[llvm] r250560 - [x86] promote 'add nsw' to a wider type to allow more combines

Mon Oct 19 22:07:54 PDT 2015

On Fri, Oct 16, 2015 at 3:14 PM, Sanjay Patel via llvm-commits <
llvm-commits at lists.llvm.org> wrote:

> Author: spatel
> Date: Fri Oct 16 17:14:12 2015
> New Revision: 250560
>
> URL: http://llvm.org/viewvc/llvm-project?rev=250560&view=rev
> Log:
> [x86] promote 'add nsw' to a wider type to allow more combines
>
> The motivation for this patch starts with PR20134:
> https://llvm.org/bugs/show_bug.cgi?id=20134
>
> void foo(int *a, int i) {
>   a[i] = a[i+1] + a[i+2];
> }
>
> It seems better to produce this (14 bytes):
>
> movslq  %esi, %rsi
> movl    0x4(%rdi,%rsi,4), %eax
> addl    0x8(%rdi,%rsi,4), %eax
> movl    %eax, (%rdi,%rsi,4)
>

Can we CSE the (%rdi,%rsi,4) out of here? On Jaguar each one is going to
introduce a 2 cycle latency into the memory pipeline for the load/store
(see http://www.realworldtech.com/jaguar/6/) (and they are on the critical
path here)  I believe that the (%reg1,%reg2,4) is one of the fast cases
too, so both the CSE's LEA and the address computations themselves are
single-cycle (In other words, I predict that if you microbenchmark this,
the CSE'd version will be 2 cycles faster (+ 1 - 3 = -2)).

Of course, all of this depends on if we can afford the scratch register.
Not sure the answer to that.

Even on Haswell & Sandy Bridge, I believe the 2 loads will each take an
extra cycle in the load units, but due to having enough AGU's for the ILP
here (2 AGU's available for loads), the CSE only saves you a cycle on the
critical path on the store.

-- Sean Silva

>
> Rather than this (22 bytes):
>
> leal    0x1(%rsi), %eax
> cltq
> leal    0x2(%rsi), %ecx
> movslq  %ecx, %rcx
> movl    (%rdi,%rcx,4), %ecx
> addl    (%rdi,%rax,4), %ecx
> movslq  %esi, %rax
> movl    %ecx, (%rdi,%rax,4)
>
> The most basic problem (the first test case in the patch combines
> constants) should also be fixed in InstCombine,
> but it gets more complicated after that because we need to consider
> architecture and micro-architecture. For
> example, AArch64 may not see any benefit from the more general transform
> because the ISA solves the sexting in
> hardware. Some x86 chips may not want to replace 2 ADD insts with 1 LEA,
> and there's an attribute for that:
> FeatureSlowLEA. But I suspect that doesn't go far enough or maybe it's not
> getting used when it should; I'm
> also not sure if FeatureSlowLEA should also mean "slow complex addressing
> mode".

--- Tasks for this exercise ---
a - According to the LLVM commit thread, which x86 attribute exists for chips that may not want to replace 2 ADD instructions with 1 LEA?
b - Say whether each statement agrees with the LLVM commit thread, answering yes or no and quoting the words of the thread that decide it.
(i) The longer code sequence that the patch avoids is 22 bytes.
(ii) On Jaguar, each (%rdi,%rsi,4) addressing form introduces a 3 cycle latency into the memory pipeline.
(iii) On Haswell and Sandy Bridge, 2 AGU's are available for loads.
c - Continue the LLVM commit thread from the point where it stops.

--- Supplied records ---
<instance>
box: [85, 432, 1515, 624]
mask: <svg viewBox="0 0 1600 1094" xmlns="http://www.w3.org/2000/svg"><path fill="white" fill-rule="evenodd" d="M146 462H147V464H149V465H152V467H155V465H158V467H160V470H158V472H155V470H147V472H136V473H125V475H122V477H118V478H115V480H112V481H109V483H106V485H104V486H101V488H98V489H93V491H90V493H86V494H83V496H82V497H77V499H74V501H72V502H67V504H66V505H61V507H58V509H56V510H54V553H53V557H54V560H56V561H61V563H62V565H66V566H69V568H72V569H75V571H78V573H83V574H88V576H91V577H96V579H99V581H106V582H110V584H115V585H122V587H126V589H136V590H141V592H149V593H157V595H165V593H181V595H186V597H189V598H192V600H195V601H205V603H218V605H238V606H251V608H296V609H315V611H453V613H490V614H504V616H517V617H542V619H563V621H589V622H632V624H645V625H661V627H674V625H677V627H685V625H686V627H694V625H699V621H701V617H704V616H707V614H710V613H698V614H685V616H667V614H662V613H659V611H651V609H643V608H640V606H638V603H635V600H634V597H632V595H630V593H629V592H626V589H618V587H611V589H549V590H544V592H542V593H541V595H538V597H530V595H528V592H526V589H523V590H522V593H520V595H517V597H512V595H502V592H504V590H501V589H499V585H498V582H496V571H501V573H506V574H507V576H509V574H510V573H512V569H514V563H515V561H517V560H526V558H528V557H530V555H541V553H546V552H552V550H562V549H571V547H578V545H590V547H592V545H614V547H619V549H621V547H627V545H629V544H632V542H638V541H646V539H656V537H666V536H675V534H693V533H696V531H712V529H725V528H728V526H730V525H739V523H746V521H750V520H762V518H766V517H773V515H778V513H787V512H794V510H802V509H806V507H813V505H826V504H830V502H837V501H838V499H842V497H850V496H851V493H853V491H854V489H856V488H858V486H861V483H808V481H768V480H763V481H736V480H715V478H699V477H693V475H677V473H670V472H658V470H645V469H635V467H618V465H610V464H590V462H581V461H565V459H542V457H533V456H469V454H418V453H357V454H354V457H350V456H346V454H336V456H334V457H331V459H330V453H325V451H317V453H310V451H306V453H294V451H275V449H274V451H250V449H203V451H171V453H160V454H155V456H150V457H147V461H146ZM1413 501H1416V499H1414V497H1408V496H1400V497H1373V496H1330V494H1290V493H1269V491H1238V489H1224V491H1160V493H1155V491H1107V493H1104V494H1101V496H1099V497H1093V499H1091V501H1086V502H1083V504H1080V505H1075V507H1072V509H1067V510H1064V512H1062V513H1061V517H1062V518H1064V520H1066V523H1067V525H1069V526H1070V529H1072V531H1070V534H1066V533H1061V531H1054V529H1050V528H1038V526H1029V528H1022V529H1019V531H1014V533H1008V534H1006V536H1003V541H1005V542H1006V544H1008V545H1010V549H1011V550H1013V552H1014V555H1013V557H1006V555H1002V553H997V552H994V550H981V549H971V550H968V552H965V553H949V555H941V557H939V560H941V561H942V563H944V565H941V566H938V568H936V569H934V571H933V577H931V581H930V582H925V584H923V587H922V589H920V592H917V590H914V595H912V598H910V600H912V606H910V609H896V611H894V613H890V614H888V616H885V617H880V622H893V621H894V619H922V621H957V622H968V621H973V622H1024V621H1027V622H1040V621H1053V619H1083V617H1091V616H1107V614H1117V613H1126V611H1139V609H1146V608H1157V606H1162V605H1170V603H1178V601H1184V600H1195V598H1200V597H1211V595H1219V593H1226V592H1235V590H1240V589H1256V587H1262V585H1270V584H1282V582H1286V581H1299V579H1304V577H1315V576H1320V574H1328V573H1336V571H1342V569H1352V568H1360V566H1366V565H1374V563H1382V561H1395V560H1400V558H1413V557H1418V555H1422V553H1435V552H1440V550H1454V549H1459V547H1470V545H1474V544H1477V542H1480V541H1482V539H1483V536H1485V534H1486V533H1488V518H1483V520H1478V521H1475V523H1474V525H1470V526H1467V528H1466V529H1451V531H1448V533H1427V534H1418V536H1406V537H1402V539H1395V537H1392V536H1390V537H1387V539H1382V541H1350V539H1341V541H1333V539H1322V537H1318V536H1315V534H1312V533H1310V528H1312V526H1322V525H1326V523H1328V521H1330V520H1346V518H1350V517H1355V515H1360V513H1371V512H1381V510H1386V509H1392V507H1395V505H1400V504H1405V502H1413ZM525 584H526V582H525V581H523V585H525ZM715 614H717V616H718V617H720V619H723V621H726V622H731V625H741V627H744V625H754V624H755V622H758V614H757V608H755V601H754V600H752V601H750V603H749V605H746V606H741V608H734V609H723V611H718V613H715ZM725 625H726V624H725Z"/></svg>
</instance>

--

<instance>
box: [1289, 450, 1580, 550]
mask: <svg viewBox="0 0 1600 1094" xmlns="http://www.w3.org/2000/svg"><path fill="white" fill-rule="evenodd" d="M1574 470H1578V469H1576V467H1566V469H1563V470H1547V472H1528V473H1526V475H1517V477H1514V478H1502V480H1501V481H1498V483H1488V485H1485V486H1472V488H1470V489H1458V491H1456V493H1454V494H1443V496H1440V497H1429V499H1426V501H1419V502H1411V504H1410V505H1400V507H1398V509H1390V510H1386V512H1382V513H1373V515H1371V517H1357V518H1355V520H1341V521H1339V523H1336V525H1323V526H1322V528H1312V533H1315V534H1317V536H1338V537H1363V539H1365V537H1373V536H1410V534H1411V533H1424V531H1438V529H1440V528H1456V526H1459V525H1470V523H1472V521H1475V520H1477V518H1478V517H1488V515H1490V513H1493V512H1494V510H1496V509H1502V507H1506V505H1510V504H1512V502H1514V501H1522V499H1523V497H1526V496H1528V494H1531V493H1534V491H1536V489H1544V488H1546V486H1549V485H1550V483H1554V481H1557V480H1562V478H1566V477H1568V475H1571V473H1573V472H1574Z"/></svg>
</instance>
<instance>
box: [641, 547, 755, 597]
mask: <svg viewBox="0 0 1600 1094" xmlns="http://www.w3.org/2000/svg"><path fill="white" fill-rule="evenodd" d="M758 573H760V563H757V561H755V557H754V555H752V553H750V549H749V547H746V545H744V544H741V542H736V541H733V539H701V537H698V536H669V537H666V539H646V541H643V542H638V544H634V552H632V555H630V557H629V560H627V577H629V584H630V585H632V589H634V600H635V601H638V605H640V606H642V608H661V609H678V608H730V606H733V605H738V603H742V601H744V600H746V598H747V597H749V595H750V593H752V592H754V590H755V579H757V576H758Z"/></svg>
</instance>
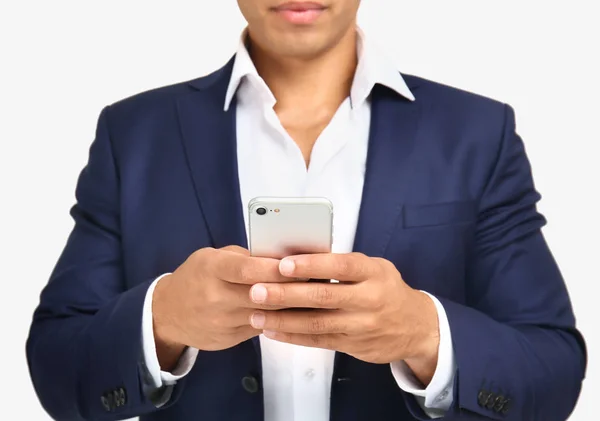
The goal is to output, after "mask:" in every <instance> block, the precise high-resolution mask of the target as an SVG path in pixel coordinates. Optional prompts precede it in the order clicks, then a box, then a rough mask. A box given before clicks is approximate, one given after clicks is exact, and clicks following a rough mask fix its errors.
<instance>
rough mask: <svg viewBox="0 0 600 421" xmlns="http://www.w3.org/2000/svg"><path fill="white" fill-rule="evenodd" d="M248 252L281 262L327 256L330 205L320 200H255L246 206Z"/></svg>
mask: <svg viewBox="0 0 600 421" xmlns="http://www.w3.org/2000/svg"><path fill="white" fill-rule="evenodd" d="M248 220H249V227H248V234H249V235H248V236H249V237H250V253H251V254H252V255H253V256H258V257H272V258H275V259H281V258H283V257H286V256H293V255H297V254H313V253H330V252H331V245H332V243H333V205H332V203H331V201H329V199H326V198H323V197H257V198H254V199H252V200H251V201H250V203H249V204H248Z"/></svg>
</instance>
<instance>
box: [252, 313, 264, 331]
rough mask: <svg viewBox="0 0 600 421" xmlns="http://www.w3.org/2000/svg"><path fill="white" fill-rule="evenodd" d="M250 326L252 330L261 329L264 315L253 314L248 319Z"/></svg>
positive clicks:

--- Set of answers ---
a - FeatureSlowLEA

b -
(i) Yes: "Rather than this (22 bytes):"
(ii) No: "introduce a 2 cycle latency into the memory pipeline"
(iii) Yes: "2 AGU's available for loads"

c -
>
> I see no perf differences on test-suite with this change running on AMD
> Jaguar, but I see small code size
> improvements when building clang and the LLVM tools with the patched
> compiler.
>
> A more general solution to the sext(add nsw(x, C)) problem that works for
> multiple targets is available
> in CodeGenPrepare, but it may take quite a bit more work to get that to
> fire on all of the test cases that
> this patch takes care of.
>
> Differential Revision: http://reviews.llvm.org/D13757
>
> Modified:
>     llvm/trunk/lib/Target/X86/X86ISelLowering.cpp
>     llvm/trunk/test/CodeGen/X86/add-nsw-sext.ll
>
> Modified: llvm/trunk/lib/Target/X86/X86ISelLowering.cpp
> URL:
> http://llvm.org/viewvc/llvm-project/llvm/trunk/lib/Target/X86/X86ISelLowering.cpp?rev=250560&r1=250559&r2=250560&view=diff
>
> ==============================================================================
> --- llvm/trunk/lib/Target/X86/X86ISelLowering.cpp (original)
> +++ llvm/trunk/lib/Target/X86/X86ISelLowering.cpp Fri Oct 16 17:14:12 2015
> @@ -25767,6 +25767,57 @@ static SDValue PerformSIGN_EXTEND_INREGC
>    return SDValue();
>  }
>
> +/// sext(add_nsw(x, C)) --> add(sext(x), C_sext)
> +/// Promoting a sign extension ahead of an 'add nsw' exposes opportunities
> +/// to combine math ops, use an LEA, or use a complex addressing mode.
> This can
> +/// eliminate extend, add, and shift instructions.
> +static SDValue promoteSextBeforeAddNSW(SDNode *Sext, SelectionDAG &DAG,
> +                                       const X86Subtarget *Subtarget) {
> +  // TODO: This should be valid for other integer types.
> +  EVT VT = Sext->getValueType(0);
> +  if (VT != MVT::i64)
> +    return SDValue();
> +
> +  // We need an 'add nsw' feeding into the 'sext'.
> +  SDValue Add = Sext->getOperand(0);
> +  if (Add.getOpcode() != ISD::ADD || !Add->getFlags()->hasNoSignedWrap())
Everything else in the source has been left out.